Wrestling News, Opinions, Etc., 03.27.07

Columns, News, Reviews, Shows, TV Shows

You just have to shake your head sometimes. Over the last decade, we’ve seen Tigger do everything, right? Well, he did something Sunday that no one will ever match, until Tim Finchem or his successors get another wild hair up their asses and change everything around. He three-peated two tournaments at the same time.

Yes, you read that right. He three-peated two tournaments at the same time. How is this possible? Well, this year, the entire format of the PGA Tour changed when the FedEx Cup was began. The nearest comparison to the FedEx Cup is NASCAR’s season-ending chase for the title. Players build up points all year, and the points winner gets a big bonus. This has meant a realignment of tournaments to get the biggest tournaments (and thus the biggest names) in the hunt for the cup. It led to the death of the International, for instance, and the renaming and moving around of the Western Open (something I will remain very, very bitter about until such time as it’s back at Cog Hill permanently). One of the tournaments affected was the Amex, a World Golf Championship event. The WGCs are the official second-tier events, just below the majors and of near-equal standing with the Players’ (which was moved from March to May because of the FedEx Cup and the desire to put a big tournament in between the Masters and the US Open). It was renamed the CA Championship for its new sponsor and moved from September to March. This year, and for the next three years after, it will be played at the Blue Monster instead of being a roving site.

Tigger was the two-time-defending champion at the CA Championship (winning in San Francisco two years ago in that thrilling playoff with John Daly and in England last year). He was also the two-time-defending champion of the Ford Championship, Doral’s traditional tournament. Thus, he defended his CA title and his title at Doral successfully, at the same time. Only Tigger, man. Only Tigger.

Now, though, the question has to be asked: is Tigger a Horse For A Course? Out of his 56 Tour victories, 18 of them have come at five courses: four at Augusta, four at Bay Hill, four at Firestone, three at Muirfield, and three at Doral. Out of his 12 majors, eight have come at three courses: those four at Augusta and two each at the Old Course and Medinah. He’s obviously looking forward to the US Open in 2009 and 2010. They’ll be held at Bethpage and Pebble respectively, where he’s already won US Opens. He’s trimmed down his schedule to the point where he’s only playing the courses he likes. In fact, I only see one course this year he’s going to play that he outright doesn’t like, and that’s Southern Hills. Of course, he has to be there because he’s going to defend his title at the PGA no matter what (plus, the PGA is the closing tournament for the FedEx Cup, and not even Tigger would turn down the chance at pocketing that bonus cash). I don’t really blame him for not liking Southern Hills. Given the weather in Tulsa that time of year, the fairways there are like asphalt.

================

## Task list
[1] Retype a passage of the golf column word for word, beginning at the words "Tigger was the" and stopping after "man. Only Tigger.".
[2] Which five courses does the golf column name as the sites of 18 of Tigger's Tour victories?
These records have nothing to do with this.

Position annotation records:
================

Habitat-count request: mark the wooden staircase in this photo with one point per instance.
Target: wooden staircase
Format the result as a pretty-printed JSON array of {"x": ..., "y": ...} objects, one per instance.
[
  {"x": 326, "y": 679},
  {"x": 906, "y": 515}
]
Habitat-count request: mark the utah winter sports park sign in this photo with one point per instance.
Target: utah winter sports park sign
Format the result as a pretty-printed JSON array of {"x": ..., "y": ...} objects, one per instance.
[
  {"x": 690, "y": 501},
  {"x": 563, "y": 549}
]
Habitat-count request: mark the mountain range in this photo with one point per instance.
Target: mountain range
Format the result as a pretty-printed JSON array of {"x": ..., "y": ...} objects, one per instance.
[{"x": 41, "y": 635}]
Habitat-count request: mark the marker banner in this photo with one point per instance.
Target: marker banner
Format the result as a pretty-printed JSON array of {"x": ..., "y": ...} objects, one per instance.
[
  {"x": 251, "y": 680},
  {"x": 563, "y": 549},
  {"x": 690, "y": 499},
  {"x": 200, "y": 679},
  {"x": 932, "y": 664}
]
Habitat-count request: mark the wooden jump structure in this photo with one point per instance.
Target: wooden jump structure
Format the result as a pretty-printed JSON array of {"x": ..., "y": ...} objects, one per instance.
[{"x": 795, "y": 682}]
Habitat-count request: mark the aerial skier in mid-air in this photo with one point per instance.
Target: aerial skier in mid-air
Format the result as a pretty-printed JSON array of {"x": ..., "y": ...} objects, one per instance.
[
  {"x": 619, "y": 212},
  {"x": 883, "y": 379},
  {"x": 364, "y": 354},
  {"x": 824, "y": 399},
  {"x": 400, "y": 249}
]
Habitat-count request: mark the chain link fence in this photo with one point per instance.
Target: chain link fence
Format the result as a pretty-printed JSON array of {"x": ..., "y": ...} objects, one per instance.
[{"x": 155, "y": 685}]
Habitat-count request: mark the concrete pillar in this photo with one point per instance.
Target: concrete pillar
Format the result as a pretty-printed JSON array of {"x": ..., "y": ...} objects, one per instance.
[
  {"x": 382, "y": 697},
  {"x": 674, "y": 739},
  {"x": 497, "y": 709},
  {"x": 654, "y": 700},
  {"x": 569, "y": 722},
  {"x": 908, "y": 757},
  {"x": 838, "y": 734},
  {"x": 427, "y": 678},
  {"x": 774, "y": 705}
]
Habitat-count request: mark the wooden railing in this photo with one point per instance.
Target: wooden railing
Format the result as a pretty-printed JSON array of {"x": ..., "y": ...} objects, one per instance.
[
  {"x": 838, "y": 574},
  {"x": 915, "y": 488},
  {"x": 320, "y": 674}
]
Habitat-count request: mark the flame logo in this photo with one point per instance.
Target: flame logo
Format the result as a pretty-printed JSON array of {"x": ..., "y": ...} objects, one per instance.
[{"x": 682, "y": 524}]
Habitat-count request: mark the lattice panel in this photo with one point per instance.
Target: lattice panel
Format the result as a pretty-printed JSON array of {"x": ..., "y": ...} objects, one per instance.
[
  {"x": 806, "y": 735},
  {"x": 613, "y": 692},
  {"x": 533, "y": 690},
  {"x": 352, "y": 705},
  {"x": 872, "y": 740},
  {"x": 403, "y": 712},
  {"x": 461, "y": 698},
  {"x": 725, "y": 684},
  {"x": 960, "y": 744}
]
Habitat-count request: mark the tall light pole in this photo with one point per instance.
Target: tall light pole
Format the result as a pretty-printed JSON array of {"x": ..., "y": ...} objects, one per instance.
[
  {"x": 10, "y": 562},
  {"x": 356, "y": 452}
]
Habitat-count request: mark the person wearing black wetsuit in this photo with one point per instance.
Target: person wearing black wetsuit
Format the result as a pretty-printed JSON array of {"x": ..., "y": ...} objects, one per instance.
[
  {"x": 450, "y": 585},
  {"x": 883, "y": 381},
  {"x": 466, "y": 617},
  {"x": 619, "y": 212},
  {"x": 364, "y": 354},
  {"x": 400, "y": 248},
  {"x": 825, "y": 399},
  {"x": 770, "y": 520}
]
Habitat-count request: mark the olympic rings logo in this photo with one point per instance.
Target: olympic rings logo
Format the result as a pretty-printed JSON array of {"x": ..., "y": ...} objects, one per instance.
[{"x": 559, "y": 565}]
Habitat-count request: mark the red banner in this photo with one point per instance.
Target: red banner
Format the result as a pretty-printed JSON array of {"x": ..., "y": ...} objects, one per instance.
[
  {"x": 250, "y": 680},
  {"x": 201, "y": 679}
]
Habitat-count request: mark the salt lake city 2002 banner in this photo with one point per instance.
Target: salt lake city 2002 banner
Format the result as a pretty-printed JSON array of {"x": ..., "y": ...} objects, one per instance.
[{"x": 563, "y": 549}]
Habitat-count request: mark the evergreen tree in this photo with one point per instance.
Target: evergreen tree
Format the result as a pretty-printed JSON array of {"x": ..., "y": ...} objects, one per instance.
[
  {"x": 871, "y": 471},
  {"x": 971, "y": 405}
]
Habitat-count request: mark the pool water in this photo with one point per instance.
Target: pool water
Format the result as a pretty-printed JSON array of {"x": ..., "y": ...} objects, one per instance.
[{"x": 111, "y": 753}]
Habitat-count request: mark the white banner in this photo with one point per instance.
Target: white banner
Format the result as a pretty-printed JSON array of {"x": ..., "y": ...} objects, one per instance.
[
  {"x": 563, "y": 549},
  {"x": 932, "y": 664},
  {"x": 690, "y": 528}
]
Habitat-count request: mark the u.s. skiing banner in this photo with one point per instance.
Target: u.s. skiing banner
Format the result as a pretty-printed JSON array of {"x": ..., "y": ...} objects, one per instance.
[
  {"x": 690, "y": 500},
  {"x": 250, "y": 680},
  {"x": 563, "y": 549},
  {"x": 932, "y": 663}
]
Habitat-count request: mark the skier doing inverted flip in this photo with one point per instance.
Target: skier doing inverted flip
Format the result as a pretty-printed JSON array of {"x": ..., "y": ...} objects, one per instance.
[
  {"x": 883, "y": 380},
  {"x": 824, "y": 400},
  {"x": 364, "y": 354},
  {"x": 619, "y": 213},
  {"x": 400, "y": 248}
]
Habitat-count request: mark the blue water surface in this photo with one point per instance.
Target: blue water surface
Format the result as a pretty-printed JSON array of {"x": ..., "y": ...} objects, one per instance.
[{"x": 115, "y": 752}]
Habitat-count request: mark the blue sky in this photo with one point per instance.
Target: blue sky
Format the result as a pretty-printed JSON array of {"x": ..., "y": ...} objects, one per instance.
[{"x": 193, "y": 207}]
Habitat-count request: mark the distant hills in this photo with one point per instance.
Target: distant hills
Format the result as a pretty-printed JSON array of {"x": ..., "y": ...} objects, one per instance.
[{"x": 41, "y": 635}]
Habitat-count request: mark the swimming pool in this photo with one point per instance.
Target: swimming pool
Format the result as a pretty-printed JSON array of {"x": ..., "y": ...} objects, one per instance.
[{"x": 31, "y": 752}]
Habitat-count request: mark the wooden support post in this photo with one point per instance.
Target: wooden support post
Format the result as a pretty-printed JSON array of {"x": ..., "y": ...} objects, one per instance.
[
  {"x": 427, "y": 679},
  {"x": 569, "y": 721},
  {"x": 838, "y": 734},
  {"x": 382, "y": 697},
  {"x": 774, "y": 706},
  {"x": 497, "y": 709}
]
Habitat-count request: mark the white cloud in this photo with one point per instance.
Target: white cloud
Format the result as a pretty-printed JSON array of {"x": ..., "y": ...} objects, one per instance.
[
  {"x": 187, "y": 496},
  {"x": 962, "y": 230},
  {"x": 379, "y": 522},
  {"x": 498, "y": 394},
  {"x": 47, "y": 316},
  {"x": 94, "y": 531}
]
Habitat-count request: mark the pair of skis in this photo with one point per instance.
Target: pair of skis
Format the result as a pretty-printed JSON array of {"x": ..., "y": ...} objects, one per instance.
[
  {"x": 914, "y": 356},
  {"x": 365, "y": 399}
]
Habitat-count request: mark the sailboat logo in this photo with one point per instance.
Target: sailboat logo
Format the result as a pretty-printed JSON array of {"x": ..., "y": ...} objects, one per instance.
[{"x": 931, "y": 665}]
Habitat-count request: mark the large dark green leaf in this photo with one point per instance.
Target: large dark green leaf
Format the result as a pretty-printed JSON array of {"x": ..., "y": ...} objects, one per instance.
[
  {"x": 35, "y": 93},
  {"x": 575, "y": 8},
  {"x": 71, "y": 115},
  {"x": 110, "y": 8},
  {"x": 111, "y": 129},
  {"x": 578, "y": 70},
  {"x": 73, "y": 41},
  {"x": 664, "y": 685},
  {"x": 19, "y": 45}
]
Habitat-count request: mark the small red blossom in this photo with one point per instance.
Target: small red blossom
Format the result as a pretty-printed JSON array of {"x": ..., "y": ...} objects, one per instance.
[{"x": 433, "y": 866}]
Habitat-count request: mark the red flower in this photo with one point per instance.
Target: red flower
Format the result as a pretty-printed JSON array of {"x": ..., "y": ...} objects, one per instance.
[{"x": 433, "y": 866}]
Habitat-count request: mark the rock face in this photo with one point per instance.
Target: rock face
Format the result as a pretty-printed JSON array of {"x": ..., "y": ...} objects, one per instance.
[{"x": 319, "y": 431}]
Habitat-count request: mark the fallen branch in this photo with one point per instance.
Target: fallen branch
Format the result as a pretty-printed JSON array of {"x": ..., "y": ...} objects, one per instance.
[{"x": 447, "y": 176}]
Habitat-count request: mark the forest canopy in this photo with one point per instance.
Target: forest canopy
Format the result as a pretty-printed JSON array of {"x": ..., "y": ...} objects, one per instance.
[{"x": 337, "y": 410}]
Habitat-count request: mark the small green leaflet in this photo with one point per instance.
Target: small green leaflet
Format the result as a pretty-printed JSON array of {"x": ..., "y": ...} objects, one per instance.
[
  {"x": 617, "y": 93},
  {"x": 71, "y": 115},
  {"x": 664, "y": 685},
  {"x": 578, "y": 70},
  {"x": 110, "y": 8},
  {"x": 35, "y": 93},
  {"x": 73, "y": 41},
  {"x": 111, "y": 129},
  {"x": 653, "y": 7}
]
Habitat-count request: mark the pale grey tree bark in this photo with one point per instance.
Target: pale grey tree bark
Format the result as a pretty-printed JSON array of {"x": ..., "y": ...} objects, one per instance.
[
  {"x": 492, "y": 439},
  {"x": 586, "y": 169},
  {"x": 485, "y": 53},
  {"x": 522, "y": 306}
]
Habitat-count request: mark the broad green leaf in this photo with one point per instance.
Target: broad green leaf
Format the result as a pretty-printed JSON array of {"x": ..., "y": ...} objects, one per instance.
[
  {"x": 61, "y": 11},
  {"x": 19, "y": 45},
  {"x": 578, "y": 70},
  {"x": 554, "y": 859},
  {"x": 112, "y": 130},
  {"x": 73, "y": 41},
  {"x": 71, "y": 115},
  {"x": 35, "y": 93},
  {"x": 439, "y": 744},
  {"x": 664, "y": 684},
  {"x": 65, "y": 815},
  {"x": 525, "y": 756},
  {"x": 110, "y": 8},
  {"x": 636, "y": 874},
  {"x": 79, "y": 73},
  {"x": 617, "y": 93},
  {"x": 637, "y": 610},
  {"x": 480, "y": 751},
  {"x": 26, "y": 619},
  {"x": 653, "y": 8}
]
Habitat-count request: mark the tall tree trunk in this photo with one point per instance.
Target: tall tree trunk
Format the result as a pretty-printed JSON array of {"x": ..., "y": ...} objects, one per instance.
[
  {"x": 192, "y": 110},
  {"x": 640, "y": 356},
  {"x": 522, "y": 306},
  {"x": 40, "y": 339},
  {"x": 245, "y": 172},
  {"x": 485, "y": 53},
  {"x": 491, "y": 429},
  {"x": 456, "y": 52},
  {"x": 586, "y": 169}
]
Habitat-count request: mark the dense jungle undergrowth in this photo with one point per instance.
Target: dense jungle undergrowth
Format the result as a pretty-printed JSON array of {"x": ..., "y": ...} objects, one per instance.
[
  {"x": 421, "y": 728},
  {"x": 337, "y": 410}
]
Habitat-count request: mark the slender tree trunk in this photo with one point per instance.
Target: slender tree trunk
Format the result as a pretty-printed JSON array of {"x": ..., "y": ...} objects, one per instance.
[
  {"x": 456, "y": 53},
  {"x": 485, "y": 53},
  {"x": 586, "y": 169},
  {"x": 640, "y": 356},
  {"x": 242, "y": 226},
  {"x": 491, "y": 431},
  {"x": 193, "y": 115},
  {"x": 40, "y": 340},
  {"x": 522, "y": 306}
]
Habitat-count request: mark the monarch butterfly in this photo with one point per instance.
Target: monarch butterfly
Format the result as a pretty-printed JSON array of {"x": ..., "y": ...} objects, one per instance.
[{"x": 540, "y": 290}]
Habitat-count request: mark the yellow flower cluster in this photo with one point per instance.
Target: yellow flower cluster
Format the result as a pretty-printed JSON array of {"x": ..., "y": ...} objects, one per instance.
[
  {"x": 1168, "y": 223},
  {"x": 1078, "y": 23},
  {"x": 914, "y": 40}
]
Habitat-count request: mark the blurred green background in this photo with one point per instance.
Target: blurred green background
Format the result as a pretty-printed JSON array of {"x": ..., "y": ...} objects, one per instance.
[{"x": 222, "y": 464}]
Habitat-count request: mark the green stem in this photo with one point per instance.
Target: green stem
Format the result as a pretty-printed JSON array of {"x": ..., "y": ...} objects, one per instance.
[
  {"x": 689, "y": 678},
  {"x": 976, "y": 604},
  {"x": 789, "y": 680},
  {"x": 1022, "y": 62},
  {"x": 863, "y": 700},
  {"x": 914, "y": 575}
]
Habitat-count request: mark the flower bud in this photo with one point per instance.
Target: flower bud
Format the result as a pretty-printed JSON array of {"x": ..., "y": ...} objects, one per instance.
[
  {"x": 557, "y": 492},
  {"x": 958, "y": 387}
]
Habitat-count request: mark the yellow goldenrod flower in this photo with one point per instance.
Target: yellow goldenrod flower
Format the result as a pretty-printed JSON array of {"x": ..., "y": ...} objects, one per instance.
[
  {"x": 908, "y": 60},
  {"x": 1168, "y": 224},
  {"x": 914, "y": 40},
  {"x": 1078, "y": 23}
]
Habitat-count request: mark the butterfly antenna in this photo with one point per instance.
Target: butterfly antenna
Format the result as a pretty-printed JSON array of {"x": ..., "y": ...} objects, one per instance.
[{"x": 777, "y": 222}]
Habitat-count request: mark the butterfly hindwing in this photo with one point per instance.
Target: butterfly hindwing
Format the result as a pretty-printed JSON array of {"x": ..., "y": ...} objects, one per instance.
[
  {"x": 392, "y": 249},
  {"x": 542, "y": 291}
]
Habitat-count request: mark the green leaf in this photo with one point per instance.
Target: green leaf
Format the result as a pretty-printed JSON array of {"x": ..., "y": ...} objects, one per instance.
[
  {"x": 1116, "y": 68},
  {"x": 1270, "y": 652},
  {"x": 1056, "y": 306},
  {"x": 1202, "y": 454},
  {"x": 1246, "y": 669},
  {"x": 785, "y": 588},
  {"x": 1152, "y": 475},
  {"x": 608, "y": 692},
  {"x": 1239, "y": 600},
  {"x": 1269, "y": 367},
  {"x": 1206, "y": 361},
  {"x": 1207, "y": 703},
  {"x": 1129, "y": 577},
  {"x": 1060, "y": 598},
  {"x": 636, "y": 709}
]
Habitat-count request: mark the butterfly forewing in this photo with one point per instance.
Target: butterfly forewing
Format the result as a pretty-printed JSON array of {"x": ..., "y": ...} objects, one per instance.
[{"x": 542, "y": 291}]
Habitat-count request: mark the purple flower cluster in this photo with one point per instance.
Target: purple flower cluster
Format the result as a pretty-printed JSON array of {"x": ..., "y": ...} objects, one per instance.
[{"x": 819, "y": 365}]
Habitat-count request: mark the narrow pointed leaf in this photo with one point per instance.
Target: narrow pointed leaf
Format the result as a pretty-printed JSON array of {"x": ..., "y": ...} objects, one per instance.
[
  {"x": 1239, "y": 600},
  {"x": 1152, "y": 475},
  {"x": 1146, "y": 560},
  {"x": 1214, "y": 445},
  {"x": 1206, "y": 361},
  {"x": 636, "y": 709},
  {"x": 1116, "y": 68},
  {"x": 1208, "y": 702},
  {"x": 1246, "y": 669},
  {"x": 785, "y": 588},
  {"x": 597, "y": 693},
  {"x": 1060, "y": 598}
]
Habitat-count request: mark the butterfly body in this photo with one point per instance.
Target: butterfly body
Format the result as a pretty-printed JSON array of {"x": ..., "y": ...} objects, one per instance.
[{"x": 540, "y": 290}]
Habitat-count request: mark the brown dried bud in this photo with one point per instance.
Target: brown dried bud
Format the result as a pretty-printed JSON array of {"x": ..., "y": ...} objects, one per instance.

================

## Responses in order
[1]
Tigger was the two-time-defending champion at the CA Championship (winning in San Francisco two years ago in that thrilling playoff with John Daly and in England last year). He was also the two-time-defending champion of the Ford Championship, Doral’s traditional tournament. Thus, he defended his CA title and his title at Doral successfully, at the same time. Only Tigger, man. Only Tigger.

[2] Augusta, Bay Hill, Firestone, Muirfield, Doral